[PROBLEM TO WORK ON]: Please retype the Philtower article from "On Architecture By" to "the same building.", inclusive, with no changes.

[TEXT]:
# # # #

Philtower Maintains its Beauty Inside, Out

On Architecture By ROGER COFFEY, AIA

EYE-CATCHING ART DECO: At right is the lobby of the Philtower, 427 S. Boston Ave. The building was owned by oilman Waite Phillips and was completed in 1928. The Philtower currently houses businesses on its first floor, professional offices and apartments. For many years, it was Tulsa’s tallest building, at 323 feet.

ROSSY GILLE for GTR Newspapers

More than a “few” years ago, my parents had a blind date in a downtown coffee shop. Today, there is still a coffee shop in that same location. In the “small world” department, early in my career, I worked for an architect who had offices in the southwest corner of the same building.

Completed in 1928, that building was the Philtower, 427 S. Boston Ave. It’s 23 stories (some sources say 24 stories), was Tulsa’s premier office building and, when its steel skeleton was completed, was Tulsa’s tallest building at 323 feet until it was eclipsed by the 310 South Boston Building several years later. The Philtower’s developer and owner was oilman philanthropist Waite Phillips, who enjoyed utilizing his name in his bricks and mortar projects. The building was designed by Kansas City Architect Edward Buehler Delk who also designed Phillips’ Tulsa home, Philbrook Museum, and Phillips’ New Mexico Ranch House, Villa Philmonte. New York Architects Keene and Simpson assisted Delk in the work. Phillips made sure that his new building, inside and out was built with the finest materials available.

The architectural style of the Philtower is said to be Gothic Revival with Art Deco details. Its exterior is a blend of light colored terra cotta and dark tan brick. The architects used this contrast to great advantage with the first three floors, the 12th floor with its major setback corners and the top floors below a pyramidal roof clad in light terra cotta, leaving the rest in tan brick. The pyramidal roof is finished in poly-chrome tile, which rise to a lantern element at its apex. A large blue O (for Oklahoma) is centered on all four sides of the roof surrounded by a grid of red and green tile. The lantern was originally outlined in red, green and blue neon. After years of nonfunctioning, the neon has been restored by the current owners.

# # # #

[MATERIAL SHOWN]:
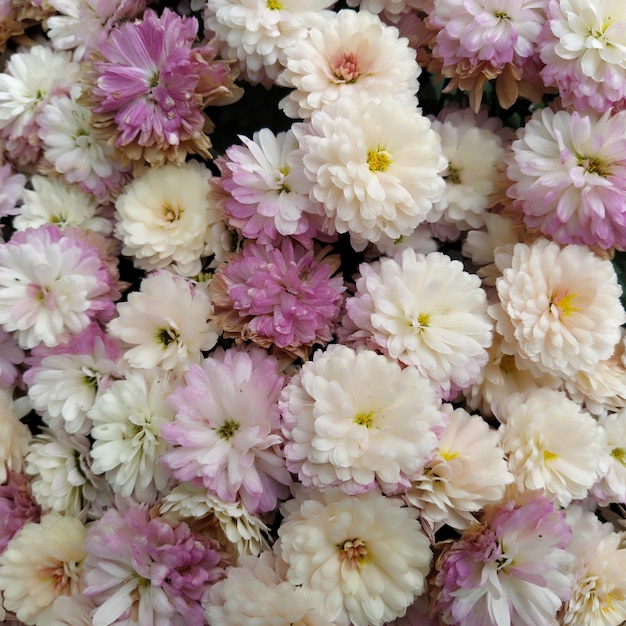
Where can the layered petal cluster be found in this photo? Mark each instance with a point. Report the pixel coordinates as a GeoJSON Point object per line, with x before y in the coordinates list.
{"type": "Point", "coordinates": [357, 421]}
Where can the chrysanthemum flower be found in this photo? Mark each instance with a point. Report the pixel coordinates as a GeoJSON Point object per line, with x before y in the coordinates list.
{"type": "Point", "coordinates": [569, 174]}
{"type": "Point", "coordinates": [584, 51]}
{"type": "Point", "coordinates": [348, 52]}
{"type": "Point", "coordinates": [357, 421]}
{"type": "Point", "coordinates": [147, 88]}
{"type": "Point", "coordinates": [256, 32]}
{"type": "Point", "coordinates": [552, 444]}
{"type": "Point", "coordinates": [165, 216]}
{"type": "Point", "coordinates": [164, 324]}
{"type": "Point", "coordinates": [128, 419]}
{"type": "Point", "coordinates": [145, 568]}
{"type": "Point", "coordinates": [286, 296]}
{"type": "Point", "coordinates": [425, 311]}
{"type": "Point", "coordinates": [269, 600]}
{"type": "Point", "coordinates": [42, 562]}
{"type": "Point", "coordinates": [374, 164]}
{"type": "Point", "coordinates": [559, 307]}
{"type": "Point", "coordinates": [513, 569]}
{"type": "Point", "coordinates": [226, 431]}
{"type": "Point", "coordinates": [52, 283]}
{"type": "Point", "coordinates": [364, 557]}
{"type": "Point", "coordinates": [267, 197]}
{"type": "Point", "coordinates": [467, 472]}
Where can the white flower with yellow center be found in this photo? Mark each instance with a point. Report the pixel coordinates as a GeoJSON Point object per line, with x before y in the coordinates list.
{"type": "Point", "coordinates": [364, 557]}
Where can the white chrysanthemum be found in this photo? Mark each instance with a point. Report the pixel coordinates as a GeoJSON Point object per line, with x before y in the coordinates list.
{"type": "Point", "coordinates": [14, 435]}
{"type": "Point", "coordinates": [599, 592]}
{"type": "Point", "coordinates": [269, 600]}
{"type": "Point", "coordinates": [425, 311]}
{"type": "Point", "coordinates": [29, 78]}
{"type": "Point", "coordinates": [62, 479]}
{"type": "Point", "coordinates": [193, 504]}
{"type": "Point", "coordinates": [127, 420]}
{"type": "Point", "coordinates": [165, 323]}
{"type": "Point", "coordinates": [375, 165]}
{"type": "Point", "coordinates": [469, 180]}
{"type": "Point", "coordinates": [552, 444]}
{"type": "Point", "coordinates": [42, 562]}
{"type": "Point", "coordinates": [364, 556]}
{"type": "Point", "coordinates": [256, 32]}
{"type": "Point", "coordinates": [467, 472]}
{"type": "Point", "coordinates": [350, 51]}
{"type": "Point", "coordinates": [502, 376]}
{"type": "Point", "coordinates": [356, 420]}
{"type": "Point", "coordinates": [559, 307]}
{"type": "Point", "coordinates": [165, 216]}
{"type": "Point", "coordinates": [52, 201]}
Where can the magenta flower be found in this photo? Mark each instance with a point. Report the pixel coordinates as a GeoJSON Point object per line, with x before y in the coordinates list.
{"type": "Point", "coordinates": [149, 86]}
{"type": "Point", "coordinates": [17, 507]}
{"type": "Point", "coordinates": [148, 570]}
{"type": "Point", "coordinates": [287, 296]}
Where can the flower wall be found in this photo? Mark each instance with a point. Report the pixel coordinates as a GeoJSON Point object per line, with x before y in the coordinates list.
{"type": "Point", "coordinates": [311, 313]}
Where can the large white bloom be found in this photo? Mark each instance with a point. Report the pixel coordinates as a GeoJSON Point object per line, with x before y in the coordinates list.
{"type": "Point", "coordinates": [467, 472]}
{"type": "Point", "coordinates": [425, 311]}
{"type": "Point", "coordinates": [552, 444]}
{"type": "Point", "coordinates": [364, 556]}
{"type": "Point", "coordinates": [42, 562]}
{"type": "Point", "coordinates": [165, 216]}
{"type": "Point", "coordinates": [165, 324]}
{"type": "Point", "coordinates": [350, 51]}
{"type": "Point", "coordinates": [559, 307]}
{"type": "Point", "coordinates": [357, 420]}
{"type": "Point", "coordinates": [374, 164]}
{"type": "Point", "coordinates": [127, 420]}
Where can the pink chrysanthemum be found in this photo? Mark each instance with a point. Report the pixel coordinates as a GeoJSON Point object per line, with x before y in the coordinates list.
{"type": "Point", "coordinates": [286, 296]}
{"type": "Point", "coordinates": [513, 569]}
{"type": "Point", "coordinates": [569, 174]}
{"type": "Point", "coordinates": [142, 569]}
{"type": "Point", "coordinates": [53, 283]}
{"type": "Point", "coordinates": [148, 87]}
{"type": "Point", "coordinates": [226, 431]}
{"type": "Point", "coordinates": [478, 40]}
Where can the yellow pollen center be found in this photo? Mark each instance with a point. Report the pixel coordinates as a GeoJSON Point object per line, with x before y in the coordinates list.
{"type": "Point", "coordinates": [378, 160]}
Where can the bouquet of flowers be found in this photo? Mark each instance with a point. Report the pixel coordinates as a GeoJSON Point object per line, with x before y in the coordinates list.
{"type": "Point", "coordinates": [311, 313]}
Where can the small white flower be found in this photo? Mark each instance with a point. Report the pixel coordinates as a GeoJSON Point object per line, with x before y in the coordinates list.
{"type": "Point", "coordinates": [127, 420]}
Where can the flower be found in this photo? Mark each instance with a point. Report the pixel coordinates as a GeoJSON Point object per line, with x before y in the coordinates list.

# # # #

[CORRECT RESULT]:
On Architecture By ROGER COFFEY, AIA

EYE-CATCHING ART DECO: At right is the lobby of the Philtower, 427 S. Boston Ave. The building was owned by oilman Waite Phillips and was completed in 1928. The Philtower currently houses businesses on its first floor, professional offices and apartments. For many years, it was Tulsa’s tallest building, at 323 feet.

ROSSY GILLE for GTR Newspapers

More than a “few” years ago, my parents had a blind date in a downtown coffee shop. Today, there is still a coffee shop in that same location. In the “small world” department, early in my career, I worked for an architect who had offices in the southwest corner of the same building.